What the task requires
The span to repeat in the listing below runs from the line containing "Above is an image. Identify where the red moka" to the line containing "Above is an image. Identify where the hanging", inclusive. Repeat it exactly, and only it.

Data
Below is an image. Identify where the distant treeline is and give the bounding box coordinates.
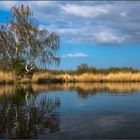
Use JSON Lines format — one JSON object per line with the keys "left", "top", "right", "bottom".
{"left": 38, "top": 64, "right": 140, "bottom": 75}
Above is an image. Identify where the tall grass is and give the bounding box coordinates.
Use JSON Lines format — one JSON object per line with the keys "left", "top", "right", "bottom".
{"left": 33, "top": 72, "right": 140, "bottom": 82}
{"left": 1, "top": 71, "right": 140, "bottom": 83}
{"left": 0, "top": 71, "right": 14, "bottom": 83}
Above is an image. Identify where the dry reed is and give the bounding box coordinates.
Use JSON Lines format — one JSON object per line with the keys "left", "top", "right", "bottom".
{"left": 32, "top": 72, "right": 140, "bottom": 82}
{"left": 1, "top": 71, "right": 140, "bottom": 83}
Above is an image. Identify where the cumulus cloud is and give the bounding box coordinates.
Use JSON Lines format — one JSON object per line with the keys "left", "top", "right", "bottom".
{"left": 0, "top": 1, "right": 17, "bottom": 10}
{"left": 63, "top": 53, "right": 88, "bottom": 58}
{"left": 120, "top": 12, "right": 128, "bottom": 17}
{"left": 52, "top": 27, "right": 78, "bottom": 35}
{"left": 94, "top": 30, "right": 125, "bottom": 44}
{"left": 61, "top": 4, "right": 110, "bottom": 18}
{"left": 1, "top": 1, "right": 140, "bottom": 45}
{"left": 0, "top": 1, "right": 56, "bottom": 10}
{"left": 30, "top": 1, "right": 55, "bottom": 7}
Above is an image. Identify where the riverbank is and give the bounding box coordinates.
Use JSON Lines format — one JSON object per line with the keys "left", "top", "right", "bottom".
{"left": 1, "top": 71, "right": 140, "bottom": 84}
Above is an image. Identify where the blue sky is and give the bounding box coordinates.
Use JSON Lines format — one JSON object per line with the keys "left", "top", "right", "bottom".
{"left": 0, "top": 1, "right": 140, "bottom": 70}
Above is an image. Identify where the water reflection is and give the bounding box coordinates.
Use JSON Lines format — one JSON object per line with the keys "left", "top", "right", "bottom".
{"left": 32, "top": 82, "right": 140, "bottom": 99}
{"left": 1, "top": 82, "right": 140, "bottom": 96}
{"left": 0, "top": 85, "right": 60, "bottom": 139}
{"left": 0, "top": 82, "right": 140, "bottom": 138}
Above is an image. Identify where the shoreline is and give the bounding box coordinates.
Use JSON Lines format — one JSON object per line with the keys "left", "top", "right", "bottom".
{"left": 1, "top": 71, "right": 140, "bottom": 84}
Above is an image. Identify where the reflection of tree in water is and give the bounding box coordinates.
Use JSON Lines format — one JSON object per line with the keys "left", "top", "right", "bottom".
{"left": 76, "top": 87, "right": 97, "bottom": 98}
{"left": 31, "top": 83, "right": 135, "bottom": 99}
{"left": 0, "top": 86, "right": 60, "bottom": 139}
{"left": 76, "top": 88, "right": 134, "bottom": 98}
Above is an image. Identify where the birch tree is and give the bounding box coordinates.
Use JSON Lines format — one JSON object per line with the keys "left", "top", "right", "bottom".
{"left": 0, "top": 4, "right": 60, "bottom": 74}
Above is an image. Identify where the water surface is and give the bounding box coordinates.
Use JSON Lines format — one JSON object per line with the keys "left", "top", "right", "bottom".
{"left": 0, "top": 83, "right": 140, "bottom": 139}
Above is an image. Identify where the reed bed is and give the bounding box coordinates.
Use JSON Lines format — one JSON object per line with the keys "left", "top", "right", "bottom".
{"left": 1, "top": 71, "right": 140, "bottom": 83}
{"left": 33, "top": 72, "right": 140, "bottom": 82}
{"left": 32, "top": 72, "right": 50, "bottom": 82}
{"left": 0, "top": 71, "right": 14, "bottom": 83}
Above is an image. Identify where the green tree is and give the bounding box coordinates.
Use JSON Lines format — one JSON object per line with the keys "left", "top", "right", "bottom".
{"left": 0, "top": 4, "right": 60, "bottom": 75}
{"left": 77, "top": 64, "right": 89, "bottom": 73}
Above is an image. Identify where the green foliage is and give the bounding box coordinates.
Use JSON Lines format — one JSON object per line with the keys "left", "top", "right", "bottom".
{"left": 77, "top": 64, "right": 94, "bottom": 74}
{"left": 9, "top": 59, "right": 26, "bottom": 76}
{"left": 34, "top": 64, "right": 139, "bottom": 77}
{"left": 75, "top": 64, "right": 139, "bottom": 74}
{"left": 40, "top": 64, "right": 139, "bottom": 75}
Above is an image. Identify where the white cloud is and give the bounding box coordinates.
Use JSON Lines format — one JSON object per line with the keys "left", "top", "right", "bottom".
{"left": 120, "top": 12, "right": 128, "bottom": 17}
{"left": 40, "top": 24, "right": 125, "bottom": 45}
{"left": 94, "top": 30, "right": 125, "bottom": 44}
{"left": 0, "top": 1, "right": 140, "bottom": 45}
{"left": 56, "top": 28, "right": 77, "bottom": 34}
{"left": 0, "top": 1, "right": 56, "bottom": 11}
{"left": 39, "top": 24, "right": 80, "bottom": 35}
{"left": 31, "top": 1, "right": 55, "bottom": 7}
{"left": 63, "top": 53, "right": 88, "bottom": 58}
{"left": 61, "top": 4, "right": 110, "bottom": 18}
{"left": 0, "top": 1, "right": 17, "bottom": 10}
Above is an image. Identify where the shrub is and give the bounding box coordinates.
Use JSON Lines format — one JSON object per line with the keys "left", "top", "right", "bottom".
{"left": 9, "top": 59, "right": 26, "bottom": 76}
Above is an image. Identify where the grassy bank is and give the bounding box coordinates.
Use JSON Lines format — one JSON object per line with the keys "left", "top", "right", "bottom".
{"left": 33, "top": 72, "right": 140, "bottom": 83}
{"left": 2, "top": 71, "right": 140, "bottom": 84}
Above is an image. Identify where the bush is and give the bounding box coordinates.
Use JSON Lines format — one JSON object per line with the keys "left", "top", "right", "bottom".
{"left": 9, "top": 59, "right": 26, "bottom": 76}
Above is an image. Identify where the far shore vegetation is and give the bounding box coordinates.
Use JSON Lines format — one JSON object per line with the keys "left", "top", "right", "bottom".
{"left": 0, "top": 4, "right": 140, "bottom": 84}
{"left": 1, "top": 64, "right": 140, "bottom": 84}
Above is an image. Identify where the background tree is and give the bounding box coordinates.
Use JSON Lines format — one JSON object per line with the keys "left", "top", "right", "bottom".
{"left": 77, "top": 64, "right": 90, "bottom": 73}
{"left": 0, "top": 4, "right": 60, "bottom": 75}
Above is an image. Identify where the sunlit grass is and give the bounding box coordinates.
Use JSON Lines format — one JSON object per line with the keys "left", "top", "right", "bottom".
{"left": 1, "top": 71, "right": 140, "bottom": 83}
{"left": 0, "top": 71, "right": 14, "bottom": 83}
{"left": 32, "top": 72, "right": 140, "bottom": 82}
{"left": 32, "top": 72, "right": 50, "bottom": 82}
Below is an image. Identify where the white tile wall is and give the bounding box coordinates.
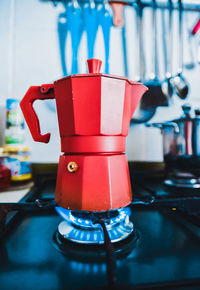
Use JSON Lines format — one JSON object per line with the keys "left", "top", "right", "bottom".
{"left": 0, "top": 0, "right": 199, "bottom": 162}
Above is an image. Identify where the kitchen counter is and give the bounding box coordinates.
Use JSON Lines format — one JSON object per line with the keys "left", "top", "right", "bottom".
{"left": 0, "top": 182, "right": 34, "bottom": 203}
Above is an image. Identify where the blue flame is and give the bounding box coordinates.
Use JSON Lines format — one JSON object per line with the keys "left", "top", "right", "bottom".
{"left": 55, "top": 206, "right": 133, "bottom": 244}
{"left": 55, "top": 206, "right": 131, "bottom": 228}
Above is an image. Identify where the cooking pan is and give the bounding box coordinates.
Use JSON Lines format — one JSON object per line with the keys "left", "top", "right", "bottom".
{"left": 146, "top": 104, "right": 200, "bottom": 170}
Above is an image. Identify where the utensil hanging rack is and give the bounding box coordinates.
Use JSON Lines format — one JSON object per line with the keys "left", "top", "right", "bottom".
{"left": 43, "top": 0, "right": 200, "bottom": 12}
{"left": 134, "top": 0, "right": 200, "bottom": 12}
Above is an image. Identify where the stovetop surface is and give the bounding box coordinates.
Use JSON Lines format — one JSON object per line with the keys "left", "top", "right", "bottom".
{"left": 1, "top": 173, "right": 200, "bottom": 290}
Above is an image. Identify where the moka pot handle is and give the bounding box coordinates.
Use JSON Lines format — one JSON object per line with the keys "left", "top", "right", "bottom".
{"left": 20, "top": 84, "right": 55, "bottom": 143}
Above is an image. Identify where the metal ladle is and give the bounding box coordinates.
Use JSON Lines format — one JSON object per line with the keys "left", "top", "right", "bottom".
{"left": 172, "top": 0, "right": 189, "bottom": 99}
{"left": 161, "top": 0, "right": 174, "bottom": 103}
{"left": 132, "top": 0, "right": 168, "bottom": 124}
{"left": 142, "top": 0, "right": 168, "bottom": 110}
{"left": 132, "top": 1, "right": 155, "bottom": 123}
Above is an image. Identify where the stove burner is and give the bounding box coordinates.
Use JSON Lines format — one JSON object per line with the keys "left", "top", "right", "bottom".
{"left": 53, "top": 228, "right": 139, "bottom": 261}
{"left": 164, "top": 172, "right": 200, "bottom": 188}
{"left": 55, "top": 207, "right": 134, "bottom": 245}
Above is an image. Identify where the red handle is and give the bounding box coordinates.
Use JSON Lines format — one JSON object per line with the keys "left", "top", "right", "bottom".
{"left": 191, "top": 18, "right": 200, "bottom": 36}
{"left": 20, "top": 84, "right": 54, "bottom": 143}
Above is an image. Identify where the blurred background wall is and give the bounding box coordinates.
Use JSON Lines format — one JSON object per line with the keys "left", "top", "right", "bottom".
{"left": 0, "top": 0, "right": 200, "bottom": 162}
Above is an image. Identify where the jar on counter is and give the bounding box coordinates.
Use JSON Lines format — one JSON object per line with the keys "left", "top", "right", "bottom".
{"left": 3, "top": 145, "right": 32, "bottom": 182}
{"left": 5, "top": 99, "right": 25, "bottom": 144}
{"left": 0, "top": 148, "right": 11, "bottom": 190}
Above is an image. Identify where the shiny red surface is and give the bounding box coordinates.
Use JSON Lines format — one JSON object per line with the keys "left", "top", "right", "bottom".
{"left": 20, "top": 85, "right": 54, "bottom": 143}
{"left": 55, "top": 153, "right": 132, "bottom": 211}
{"left": 87, "top": 59, "right": 102, "bottom": 73}
{"left": 20, "top": 59, "right": 147, "bottom": 211}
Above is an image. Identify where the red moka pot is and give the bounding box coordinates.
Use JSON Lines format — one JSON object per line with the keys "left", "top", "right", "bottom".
{"left": 20, "top": 59, "right": 147, "bottom": 211}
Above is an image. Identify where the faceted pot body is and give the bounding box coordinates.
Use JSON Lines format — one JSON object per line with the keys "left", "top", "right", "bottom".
{"left": 54, "top": 74, "right": 147, "bottom": 153}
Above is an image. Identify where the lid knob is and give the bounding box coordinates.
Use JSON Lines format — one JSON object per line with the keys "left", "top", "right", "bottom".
{"left": 87, "top": 59, "right": 102, "bottom": 74}
{"left": 182, "top": 104, "right": 191, "bottom": 115}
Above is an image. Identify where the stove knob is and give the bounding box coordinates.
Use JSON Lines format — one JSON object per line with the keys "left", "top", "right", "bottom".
{"left": 67, "top": 161, "right": 78, "bottom": 173}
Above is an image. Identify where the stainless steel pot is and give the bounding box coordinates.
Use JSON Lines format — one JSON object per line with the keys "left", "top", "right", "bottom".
{"left": 146, "top": 104, "right": 200, "bottom": 169}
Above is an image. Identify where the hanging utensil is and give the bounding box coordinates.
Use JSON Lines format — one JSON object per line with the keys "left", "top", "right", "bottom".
{"left": 67, "top": 0, "right": 83, "bottom": 75}
{"left": 137, "top": 0, "right": 145, "bottom": 82}
{"left": 132, "top": 0, "right": 158, "bottom": 123}
{"left": 83, "top": 0, "right": 99, "bottom": 59}
{"left": 57, "top": 6, "right": 68, "bottom": 76}
{"left": 191, "top": 18, "right": 200, "bottom": 36}
{"left": 122, "top": 11, "right": 128, "bottom": 77}
{"left": 109, "top": 2, "right": 128, "bottom": 76}
{"left": 132, "top": 0, "right": 146, "bottom": 123}
{"left": 99, "top": 0, "right": 113, "bottom": 74}
{"left": 47, "top": 4, "right": 68, "bottom": 112}
{"left": 143, "top": 0, "right": 168, "bottom": 109}
{"left": 190, "top": 17, "right": 200, "bottom": 65}
{"left": 172, "top": 0, "right": 189, "bottom": 99}
{"left": 161, "top": 0, "right": 174, "bottom": 102}
{"left": 184, "top": 13, "right": 196, "bottom": 70}
{"left": 110, "top": 2, "right": 124, "bottom": 27}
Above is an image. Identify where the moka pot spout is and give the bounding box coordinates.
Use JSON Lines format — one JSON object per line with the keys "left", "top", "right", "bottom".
{"left": 130, "top": 82, "right": 148, "bottom": 119}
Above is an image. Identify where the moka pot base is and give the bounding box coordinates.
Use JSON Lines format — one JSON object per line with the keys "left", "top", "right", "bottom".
{"left": 55, "top": 153, "right": 132, "bottom": 212}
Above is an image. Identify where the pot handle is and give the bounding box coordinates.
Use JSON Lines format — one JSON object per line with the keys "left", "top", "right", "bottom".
{"left": 184, "top": 120, "right": 193, "bottom": 155}
{"left": 20, "top": 84, "right": 55, "bottom": 143}
{"left": 146, "top": 122, "right": 179, "bottom": 133}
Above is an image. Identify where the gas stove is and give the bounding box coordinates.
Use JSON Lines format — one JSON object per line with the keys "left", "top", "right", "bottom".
{"left": 1, "top": 168, "right": 200, "bottom": 290}
{"left": 164, "top": 171, "right": 200, "bottom": 189}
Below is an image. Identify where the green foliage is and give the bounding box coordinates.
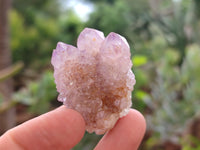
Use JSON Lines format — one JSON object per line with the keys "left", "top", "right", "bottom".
{"left": 85, "top": 0, "right": 115, "bottom": 4}
{"left": 10, "top": 2, "right": 84, "bottom": 69}
{"left": 10, "top": 10, "right": 60, "bottom": 68}
{"left": 146, "top": 44, "right": 200, "bottom": 141}
{"left": 87, "top": 0, "right": 131, "bottom": 35}
{"left": 132, "top": 55, "right": 148, "bottom": 67}
{"left": 13, "top": 0, "right": 61, "bottom": 25}
{"left": 72, "top": 133, "right": 102, "bottom": 150}
{"left": 87, "top": 0, "right": 151, "bottom": 52}
{"left": 14, "top": 71, "right": 57, "bottom": 114}
{"left": 181, "top": 136, "right": 200, "bottom": 150}
{"left": 59, "top": 10, "right": 85, "bottom": 45}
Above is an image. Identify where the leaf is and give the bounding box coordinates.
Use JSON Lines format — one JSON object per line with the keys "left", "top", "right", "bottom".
{"left": 135, "top": 90, "right": 149, "bottom": 100}
{"left": 132, "top": 55, "right": 148, "bottom": 67}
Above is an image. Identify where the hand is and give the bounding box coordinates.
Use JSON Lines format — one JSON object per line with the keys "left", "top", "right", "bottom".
{"left": 0, "top": 106, "right": 146, "bottom": 150}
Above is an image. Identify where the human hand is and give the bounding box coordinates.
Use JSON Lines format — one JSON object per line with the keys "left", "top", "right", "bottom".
{"left": 0, "top": 106, "right": 146, "bottom": 150}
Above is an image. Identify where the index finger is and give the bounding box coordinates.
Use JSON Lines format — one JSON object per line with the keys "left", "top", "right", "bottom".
{"left": 0, "top": 106, "right": 85, "bottom": 150}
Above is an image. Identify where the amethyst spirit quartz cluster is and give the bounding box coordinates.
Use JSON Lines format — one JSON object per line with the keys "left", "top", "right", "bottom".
{"left": 51, "top": 28, "right": 136, "bottom": 134}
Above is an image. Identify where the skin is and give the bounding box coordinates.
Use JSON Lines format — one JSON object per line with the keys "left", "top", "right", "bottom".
{"left": 0, "top": 106, "right": 146, "bottom": 150}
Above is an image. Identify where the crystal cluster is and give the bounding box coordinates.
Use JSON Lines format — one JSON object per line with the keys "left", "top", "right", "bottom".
{"left": 51, "top": 28, "right": 136, "bottom": 134}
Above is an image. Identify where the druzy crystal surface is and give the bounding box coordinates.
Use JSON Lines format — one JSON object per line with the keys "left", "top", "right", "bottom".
{"left": 51, "top": 28, "right": 136, "bottom": 134}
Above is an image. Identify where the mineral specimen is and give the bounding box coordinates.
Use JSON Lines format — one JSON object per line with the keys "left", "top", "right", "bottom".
{"left": 51, "top": 28, "right": 136, "bottom": 134}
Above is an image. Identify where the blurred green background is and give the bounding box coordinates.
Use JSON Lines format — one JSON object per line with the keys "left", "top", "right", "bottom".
{"left": 0, "top": 0, "right": 200, "bottom": 149}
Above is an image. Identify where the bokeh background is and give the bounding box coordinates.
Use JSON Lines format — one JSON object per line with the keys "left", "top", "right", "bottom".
{"left": 0, "top": 0, "right": 200, "bottom": 149}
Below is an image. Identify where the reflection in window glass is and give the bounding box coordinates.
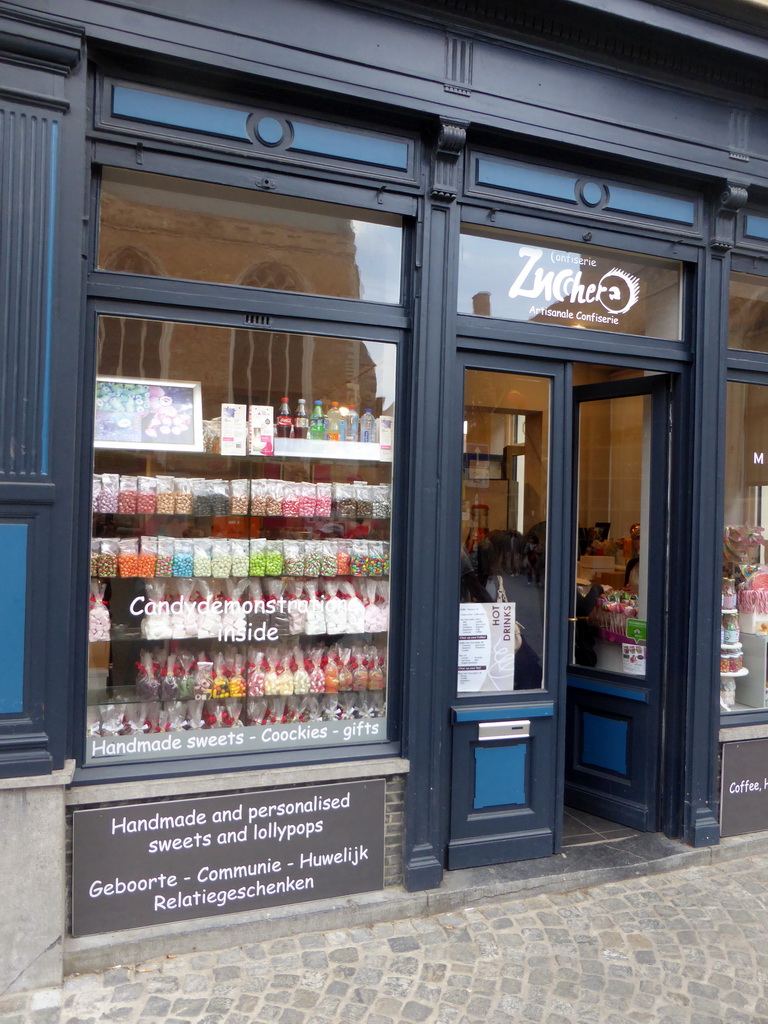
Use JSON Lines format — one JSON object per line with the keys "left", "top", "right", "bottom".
{"left": 458, "top": 370, "right": 548, "bottom": 693}
{"left": 723, "top": 382, "right": 768, "bottom": 712}
{"left": 458, "top": 226, "right": 682, "bottom": 340}
{"left": 573, "top": 395, "right": 650, "bottom": 675}
{"left": 98, "top": 168, "right": 403, "bottom": 303}
{"left": 729, "top": 272, "right": 768, "bottom": 353}
{"left": 88, "top": 317, "right": 396, "bottom": 765}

Result of this exercise
Above is an image. Identify where the red moka pot is and give the bounding box coordinates.
Use JSON Lines format — one JSON object per line with the keys "left", "top", "right", "bottom".
{"left": 20, "top": 59, "right": 147, "bottom": 211}
Above is an image. Identify where the faceted pot body is and give the bounding box coordinates.
Use JSON Lines format — one JSON object per line with the keys "left", "top", "right", "bottom".
{"left": 54, "top": 74, "right": 147, "bottom": 153}
Above is an image. Identify where the lid knob is and give the bounding box coordinates.
Use JSON Lines format — one JSON object per line with the keys "left", "top", "right", "bottom".
{"left": 87, "top": 59, "right": 102, "bottom": 74}
{"left": 182, "top": 104, "right": 191, "bottom": 115}
Above is an image. Identify where the stove knob is and give the bounding box coordinates.
Use JSON Lines format — one JSON object per line with the keys "left", "top", "right", "bottom".
{"left": 67, "top": 161, "right": 78, "bottom": 173}
Above is an image. Identify where the stainless steel pot is and give the bounding box coordinates.
Use JSON Lines format — one JSON object per line with the keys "left", "top", "right", "bottom".
{"left": 146, "top": 104, "right": 200, "bottom": 169}
Above is an image. Identify where the hanging utensil is and give the bounding box coordinates.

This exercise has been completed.